▶ _Passage_
It is my understanding that 100% beaver felt is very light and breathable. It is my understanding that 100% beaver felt, especially in a light color, is actually more comfortable in the heat than many straw hats. Felt used for many hats has at least amount of other materials, whether fur from other animals or, more commonly, wool; this is what makes these inferior felts warmer. Many straw hats have a heavy, dense weave that does not breathe well at all. Lighter, less-dense straw hats usually won't last anywhere near as long as a pure beaver felt hat. Unfortunately, pure beaver felt is expensive, although I know most people here would appreciate the value of spending more for a quality product that can very easily last a lifetime.

Consider that cowboys (real working cowboys) have traditionally worn felt hats throughout the year, and consider the environment in which they work. Also consider that a real working cowboy usually just had one hat that he wore for his entire life. Straw cowboy hats were originally made for rodeo people that wanted cheap disposable hats that wouldn't be a big loss if they got damaged in the rodeo.


----------



## LeicaLad (Nov 5, 2006)

Very interesting. Thank you for that.

On reflection, of course you are correct. I do own one top-end Akubra, most of which are rabbit pelt rather than beaver. It's lovely and I really like it. But, for me, it is simply too hot to wear except in spring or fall (in the US). It got left in storage at my dear aging mother's out in middle America because that's the only place I can wear it. 

For me, I guess I'm just too hot-headed! 

From the trad exchange, I did acquire a nice little Dobbs stingy brim fedora. I have a godson graduating from HS tomorrow. Me thinks I'll give it a try.


----------



## AlanC (Oct 28, 2003)

I wouldn't say that beaver felt is inherently light. There are various weights of felt, just like there are of, say, wool suiting (flannel vs. tropical). And the higher grades of Montecristis can be so tightly woven as to impede allowing heat to escape. I go for my Panamas during the summer heat, unless it is raining, in which case I reach for my unlined fedora made of lightweight felt.

Any hat will hold in heat. The desire for a hat in the summer is to protect you from the direct rays of the sun. And to look good, of course.

▶ _What you will do_
A. In the hat discussion, what were straw cowboy hats originally made for?
B. Reproduce the hat discussion word for word from "Consider that cowboys" to "just too hot-headed!".
C. Pick up the hat discussion after its final sentence and continue writing it.

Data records
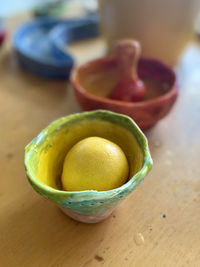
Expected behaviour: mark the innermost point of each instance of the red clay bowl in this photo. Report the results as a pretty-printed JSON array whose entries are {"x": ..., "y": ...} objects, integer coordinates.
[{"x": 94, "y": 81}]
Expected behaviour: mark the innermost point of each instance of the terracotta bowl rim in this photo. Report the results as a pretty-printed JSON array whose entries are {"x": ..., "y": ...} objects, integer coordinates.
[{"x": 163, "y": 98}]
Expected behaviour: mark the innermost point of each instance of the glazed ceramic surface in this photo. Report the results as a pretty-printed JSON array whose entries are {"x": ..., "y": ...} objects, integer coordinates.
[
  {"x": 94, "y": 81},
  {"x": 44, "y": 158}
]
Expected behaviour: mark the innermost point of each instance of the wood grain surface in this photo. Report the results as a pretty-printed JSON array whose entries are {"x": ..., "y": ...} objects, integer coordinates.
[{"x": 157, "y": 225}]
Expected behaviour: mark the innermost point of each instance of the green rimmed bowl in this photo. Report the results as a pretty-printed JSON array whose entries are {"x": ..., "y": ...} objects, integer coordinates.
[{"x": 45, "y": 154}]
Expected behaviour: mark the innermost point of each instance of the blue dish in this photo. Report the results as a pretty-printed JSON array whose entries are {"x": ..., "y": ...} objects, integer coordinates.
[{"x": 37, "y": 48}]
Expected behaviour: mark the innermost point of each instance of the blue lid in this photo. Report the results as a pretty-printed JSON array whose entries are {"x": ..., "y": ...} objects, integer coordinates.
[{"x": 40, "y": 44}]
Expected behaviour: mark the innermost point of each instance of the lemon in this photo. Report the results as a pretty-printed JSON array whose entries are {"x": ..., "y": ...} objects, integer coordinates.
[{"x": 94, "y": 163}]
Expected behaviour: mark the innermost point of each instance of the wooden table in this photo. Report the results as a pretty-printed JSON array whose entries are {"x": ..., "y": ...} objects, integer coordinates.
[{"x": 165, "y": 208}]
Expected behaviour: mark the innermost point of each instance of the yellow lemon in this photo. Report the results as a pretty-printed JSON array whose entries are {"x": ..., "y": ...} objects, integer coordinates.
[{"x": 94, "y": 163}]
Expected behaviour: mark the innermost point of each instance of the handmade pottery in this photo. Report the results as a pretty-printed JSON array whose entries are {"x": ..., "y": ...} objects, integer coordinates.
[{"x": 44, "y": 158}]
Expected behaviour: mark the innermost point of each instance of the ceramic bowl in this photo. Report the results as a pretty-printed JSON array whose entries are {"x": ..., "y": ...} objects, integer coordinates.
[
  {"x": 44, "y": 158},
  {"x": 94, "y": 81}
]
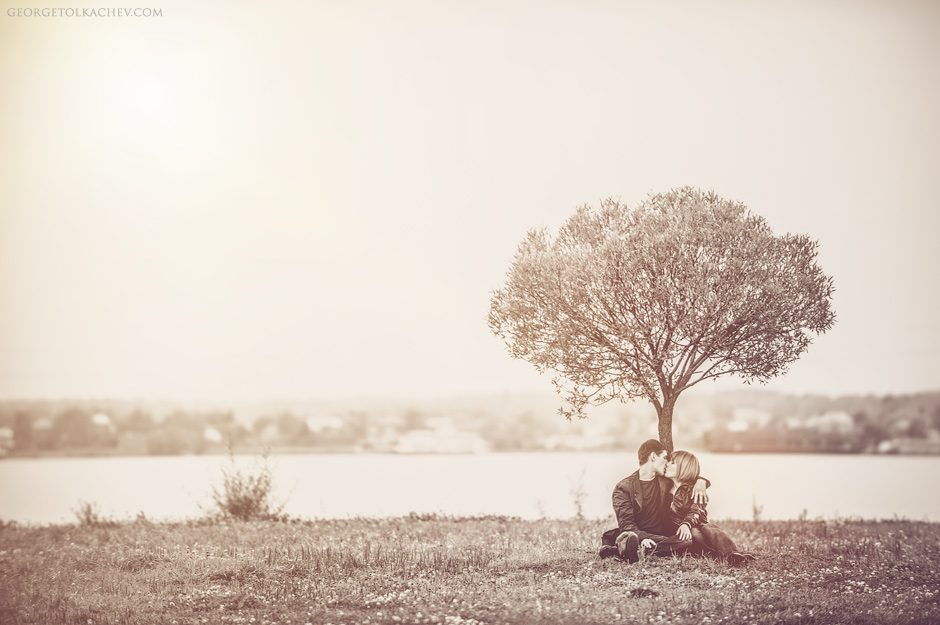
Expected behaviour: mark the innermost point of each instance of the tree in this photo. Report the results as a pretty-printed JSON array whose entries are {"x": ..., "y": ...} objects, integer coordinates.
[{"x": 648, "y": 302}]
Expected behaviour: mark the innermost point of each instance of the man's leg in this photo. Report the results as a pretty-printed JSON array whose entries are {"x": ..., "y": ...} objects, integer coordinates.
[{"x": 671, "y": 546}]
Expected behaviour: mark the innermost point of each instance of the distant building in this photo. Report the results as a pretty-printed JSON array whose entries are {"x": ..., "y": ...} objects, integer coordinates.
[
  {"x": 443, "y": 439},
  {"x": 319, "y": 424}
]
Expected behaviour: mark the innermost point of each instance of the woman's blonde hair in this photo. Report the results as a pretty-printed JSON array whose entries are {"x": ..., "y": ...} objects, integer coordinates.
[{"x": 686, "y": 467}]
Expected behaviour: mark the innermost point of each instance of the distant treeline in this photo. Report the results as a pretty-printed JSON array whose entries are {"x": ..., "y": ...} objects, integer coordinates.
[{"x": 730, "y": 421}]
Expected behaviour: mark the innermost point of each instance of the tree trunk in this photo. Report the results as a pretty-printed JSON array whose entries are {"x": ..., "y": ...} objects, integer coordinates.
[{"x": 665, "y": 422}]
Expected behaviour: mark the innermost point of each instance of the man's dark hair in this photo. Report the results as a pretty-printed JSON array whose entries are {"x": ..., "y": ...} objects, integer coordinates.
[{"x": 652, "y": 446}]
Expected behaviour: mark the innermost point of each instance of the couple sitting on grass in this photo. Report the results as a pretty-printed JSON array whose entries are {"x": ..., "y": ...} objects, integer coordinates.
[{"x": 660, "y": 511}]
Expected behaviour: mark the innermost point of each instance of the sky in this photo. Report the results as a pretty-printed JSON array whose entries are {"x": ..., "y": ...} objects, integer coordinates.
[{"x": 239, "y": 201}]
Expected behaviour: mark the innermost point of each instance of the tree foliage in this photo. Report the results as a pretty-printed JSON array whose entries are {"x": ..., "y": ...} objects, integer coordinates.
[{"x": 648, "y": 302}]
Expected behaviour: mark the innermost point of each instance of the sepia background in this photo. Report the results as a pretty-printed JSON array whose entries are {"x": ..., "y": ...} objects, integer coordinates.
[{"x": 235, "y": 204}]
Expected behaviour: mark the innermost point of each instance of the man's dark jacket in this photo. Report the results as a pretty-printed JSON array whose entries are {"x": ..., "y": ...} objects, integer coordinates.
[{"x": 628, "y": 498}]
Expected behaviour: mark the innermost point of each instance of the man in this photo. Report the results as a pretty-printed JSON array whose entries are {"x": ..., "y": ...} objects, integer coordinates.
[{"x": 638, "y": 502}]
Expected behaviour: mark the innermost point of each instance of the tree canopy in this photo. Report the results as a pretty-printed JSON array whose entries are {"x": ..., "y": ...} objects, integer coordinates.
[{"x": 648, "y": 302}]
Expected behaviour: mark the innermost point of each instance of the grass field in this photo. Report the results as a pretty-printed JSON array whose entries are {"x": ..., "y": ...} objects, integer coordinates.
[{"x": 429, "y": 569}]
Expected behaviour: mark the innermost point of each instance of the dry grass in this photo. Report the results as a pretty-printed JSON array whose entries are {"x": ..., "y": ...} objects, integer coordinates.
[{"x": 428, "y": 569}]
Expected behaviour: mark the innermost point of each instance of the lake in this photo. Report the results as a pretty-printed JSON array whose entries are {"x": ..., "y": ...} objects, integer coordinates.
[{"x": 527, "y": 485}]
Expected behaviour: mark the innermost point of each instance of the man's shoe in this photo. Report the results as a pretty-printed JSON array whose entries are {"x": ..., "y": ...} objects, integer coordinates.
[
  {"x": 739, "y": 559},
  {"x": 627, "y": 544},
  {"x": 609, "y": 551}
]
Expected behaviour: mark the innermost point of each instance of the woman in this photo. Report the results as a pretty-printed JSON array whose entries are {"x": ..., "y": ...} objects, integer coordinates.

▶ _Set of answers_
A. They were made for rodeo people who wanted cheap disposable hats that wouldn't be a big loss if damaged in the rodeo.

B.
Consider that cowboys (real working cowboys) have traditionally worn felt hats throughout the year, and consider the environment in which they work. Also consider that a real working cowboy usually just had one hat that he wore for his entire life. Straw cowboy hats were originally made for rodeo people that wanted cheap disposable hats that wouldn't be a big loss if they got damaged in the rodeo.


----------



## LeicaLad (Nov 5, 2006)

Very interesting. Thank you for that.

On reflection, of course you are correct. I do own one top-end Akubra, most of which are rabbit pelt rather than beaver. It's lovely and I really like it. But, for me, it is simply too hot to wear except in spring or fall (in the US). It got left in storage at my dear aging mother's out in middle America because that's the only place I can wear it. 

For me, I guess I'm just too hot-headed!

C.
----------



## richard d. (Mar 17, 2010)

What a great collection of hats there. Good taste in hats my friend! Richard d.


AlanC said:


>


----------



## mcarthur (Jul 18, 2005)

LeicaLad said:


> Very interesting. Thank you for that.
> 
> From the trad exchange, I did acquire a nice little Dobbs stingy brim fedora. I have a godson graduating from HS tomorrow. Me thinks I'll give it a try.


congratulations on your godson graduation


----------



## AlanC (Oct 28, 2003)

richard d. said:


> What a great collection of hats there. Good taste in hats my friend! Richard d.


Thank you, kind sir.


----------



## Cruiser (Jul 21, 2006)

Although I will admit to being partial to ball caps when I wear a cap, I do wear these on occasion:










Also, being a Navy man I wore a dixie cup in service; however, my job as a medical corpsman took me on assignment to the Marine Corps where I also wore the previously mentioned green piss cutter. :icon_smile_big:

Cruiser


----------



## mcarthur (Jul 18, 2005)

superfino montecristi


----------



## Caesars0331 (Jun 23, 2009)

Excellent hat!!!! :biggrin:

I was waiting to see when the montecristis made it to this thread!


----------



## mcarthur (Jul 18, 2005)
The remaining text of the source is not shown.